- Exercise requirements:
a – In the thread below, who is named as the author of the latest Jason Bourne book?
b – List every distinct username that posts in the thread below.
c – Copy word for word the passage of the thread below from "# Jason Bourne's" to "Kali and Escrima.".

# Jason Bourne's back with a can of FMA woop ace



## OULobo (Jul 7, 2004)

http://www.kungfucinema.com/news/2004-06-29-02.htm

Jeff Imada takes the reigns in this one and showcases more of our beloved arts. Article mentions Guru Dan and the deadly efficient arts of Kali and Escrima.

Oh lord, I am jumping to see this flick.


----------



## Feisty Mouse (Jul 7, 2004)

I really enjoyed The Bourne Identity - now I am even more excited to see the next film!  I would be delighted to see an FMA flavor.


----------



## arnisador (Jul 7, 2004)

There's a fourth Jason Bourne book out now--the latest is authored by Eric Van Lustbader (who wrote the Nicholas Linnear ninja books).


----------



## Feisty Mouse (Jul 7, 2004)

completely childish aside - the author's name made me giggle.  :lol:


----------



## Mao (Jul 8, 2004)

OULobo,
 "Oh lord, I am jumping to see this flick"
Me too, me too!  :boing2: 
Mao


----------



## Flatlander (Jul 8, 2004)

I just saw "Paycheck" last night.  I don't know, I wasn't too impressed with Affleck's staff work in the fight scene ... it was OK, but not great.


----------



## Guro Harold (Jul 8, 2004)

It was based on a new machine and sport.  I think there is a link somewhere around MT that provided a link to the sport website.


----------



## arnisador (Jul 8, 2004)

Chanbara, maybe?

http://www.martialtalk.com/forum/showthread.php?t=3708
http://www.martialtalk.com/forum/showthread.php?t=5627


----------



## Guro Harold (Jul 8, 2004)

arnisador said:
			
		

> Chanbara, maybe?
> 
> http://www.martialtalk.com/forum/showthread.php?t=3708
> http://www.martialtalk.com/forum/showthread.php?t=5627



Found it!  Its called Makoto:
http://www.martialtalk.com/forum/showthread.php?t=14962


----------



## Flatlander (Jul 8, 2004)

Sorry to waste your time guys, I didn't mean the machine, I meant the actual fight scene with the staff.  However, the machine was cool.


----------



## tshadowchaser (Jul 8, 2004)

Eric Van Lustbader is one of my favorite writers.
Its a shame that the Jason Bourne books and movies seem to be set in different locations. Wasn't the 2nd book based in China? from what i have seen the movie seems to be in a different location.


----------



## Guro Harold (Jul 8, 2004)

flatlander said:
			
		

> Sorry to waste your time guys, I didn't mean the machine, I meant the actual fight scene with the staff.  However, the machine was cool.


No Probs!!!


----------



## OULobo (Jul 9, 2004)

tshadowchaser said:
			
		

> Eric Van Lustbader is one of my favorite writers.
> Its a shame that the Jason Bourne books and movies seem to be set in different locations. Wasn't the 2nd book based in China? from what i have seen the movie seems to be in a different location.



From what I read in the movie preview, someone uses the Bourne identity to kill the Chinese Prime Minister and Matt Damon's character has to not only hunt down the ID thief, but lay a whoopin down on the agency that okayed it's usage.


----------

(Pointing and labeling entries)
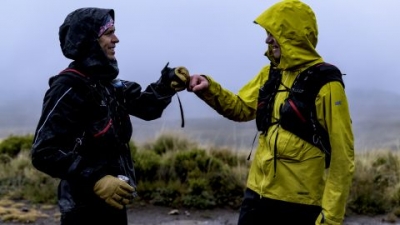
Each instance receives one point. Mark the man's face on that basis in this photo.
(273, 45)
(108, 41)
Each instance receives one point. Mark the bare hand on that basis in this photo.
(198, 83)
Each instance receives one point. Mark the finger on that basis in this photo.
(125, 201)
(114, 203)
(125, 186)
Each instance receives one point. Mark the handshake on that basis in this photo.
(176, 78)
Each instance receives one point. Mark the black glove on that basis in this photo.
(176, 78)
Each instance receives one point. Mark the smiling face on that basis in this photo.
(274, 47)
(108, 41)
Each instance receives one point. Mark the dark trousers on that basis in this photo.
(265, 211)
(95, 214)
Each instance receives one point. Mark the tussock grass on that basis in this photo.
(173, 171)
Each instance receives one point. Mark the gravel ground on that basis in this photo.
(155, 215)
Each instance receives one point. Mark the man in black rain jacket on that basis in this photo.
(83, 134)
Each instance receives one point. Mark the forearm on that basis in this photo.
(150, 103)
(226, 103)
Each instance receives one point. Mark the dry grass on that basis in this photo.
(20, 212)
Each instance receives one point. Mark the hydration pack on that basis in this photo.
(298, 112)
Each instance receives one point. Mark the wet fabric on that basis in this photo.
(300, 175)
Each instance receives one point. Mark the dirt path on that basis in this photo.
(155, 215)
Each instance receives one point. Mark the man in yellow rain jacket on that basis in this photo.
(289, 181)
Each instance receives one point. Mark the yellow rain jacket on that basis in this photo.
(300, 175)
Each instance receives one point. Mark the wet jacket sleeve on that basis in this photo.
(239, 107)
(149, 104)
(333, 114)
(56, 136)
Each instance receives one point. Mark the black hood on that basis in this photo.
(79, 41)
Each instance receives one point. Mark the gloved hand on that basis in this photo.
(114, 191)
(176, 78)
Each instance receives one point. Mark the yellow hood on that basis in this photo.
(294, 26)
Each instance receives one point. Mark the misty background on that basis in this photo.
(217, 38)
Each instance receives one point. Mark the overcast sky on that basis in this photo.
(214, 37)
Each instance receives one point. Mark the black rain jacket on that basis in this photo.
(84, 130)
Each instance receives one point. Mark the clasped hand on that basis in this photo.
(114, 191)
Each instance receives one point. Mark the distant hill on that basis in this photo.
(375, 115)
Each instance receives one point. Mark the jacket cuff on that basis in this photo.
(324, 220)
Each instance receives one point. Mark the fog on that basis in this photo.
(216, 38)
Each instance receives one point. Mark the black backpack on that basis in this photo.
(298, 112)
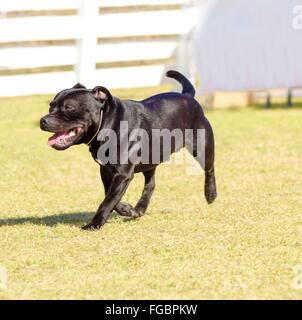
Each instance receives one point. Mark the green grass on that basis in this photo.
(243, 246)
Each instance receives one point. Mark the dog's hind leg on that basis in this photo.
(204, 153)
(145, 198)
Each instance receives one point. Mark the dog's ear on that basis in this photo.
(102, 94)
(78, 86)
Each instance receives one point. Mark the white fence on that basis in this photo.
(48, 45)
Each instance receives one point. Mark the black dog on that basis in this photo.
(79, 115)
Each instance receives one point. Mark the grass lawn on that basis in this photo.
(245, 245)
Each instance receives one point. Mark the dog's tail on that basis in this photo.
(187, 87)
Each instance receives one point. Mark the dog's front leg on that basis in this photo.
(119, 184)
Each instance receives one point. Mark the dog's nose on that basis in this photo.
(43, 122)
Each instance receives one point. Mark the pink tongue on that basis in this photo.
(56, 137)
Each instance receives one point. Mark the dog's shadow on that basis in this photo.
(74, 219)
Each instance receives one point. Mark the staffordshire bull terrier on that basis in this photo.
(106, 124)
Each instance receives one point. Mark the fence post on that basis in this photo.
(87, 43)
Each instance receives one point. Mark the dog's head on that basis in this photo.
(74, 115)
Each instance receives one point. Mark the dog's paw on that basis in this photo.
(91, 226)
(125, 209)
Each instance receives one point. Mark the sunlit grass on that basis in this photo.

- Task results:
a – Eric Van Lustbader

b – OULobo, Feisty Mouse, arnisador, Mao, Flatlander, Guro Harold, tshadowchaser

c –
# Jason Bourne's back with a can of FMA woop ace



## OULobo (Jul 7, 2004)

http://www.kungfucinema.com/news/2004-06-29-02.htm

Jeff Imada takes the reigns in this one and showcases more of our beloved arts. Article mentions Guru Dan and the deadly efficient arts of Kali and Escrima.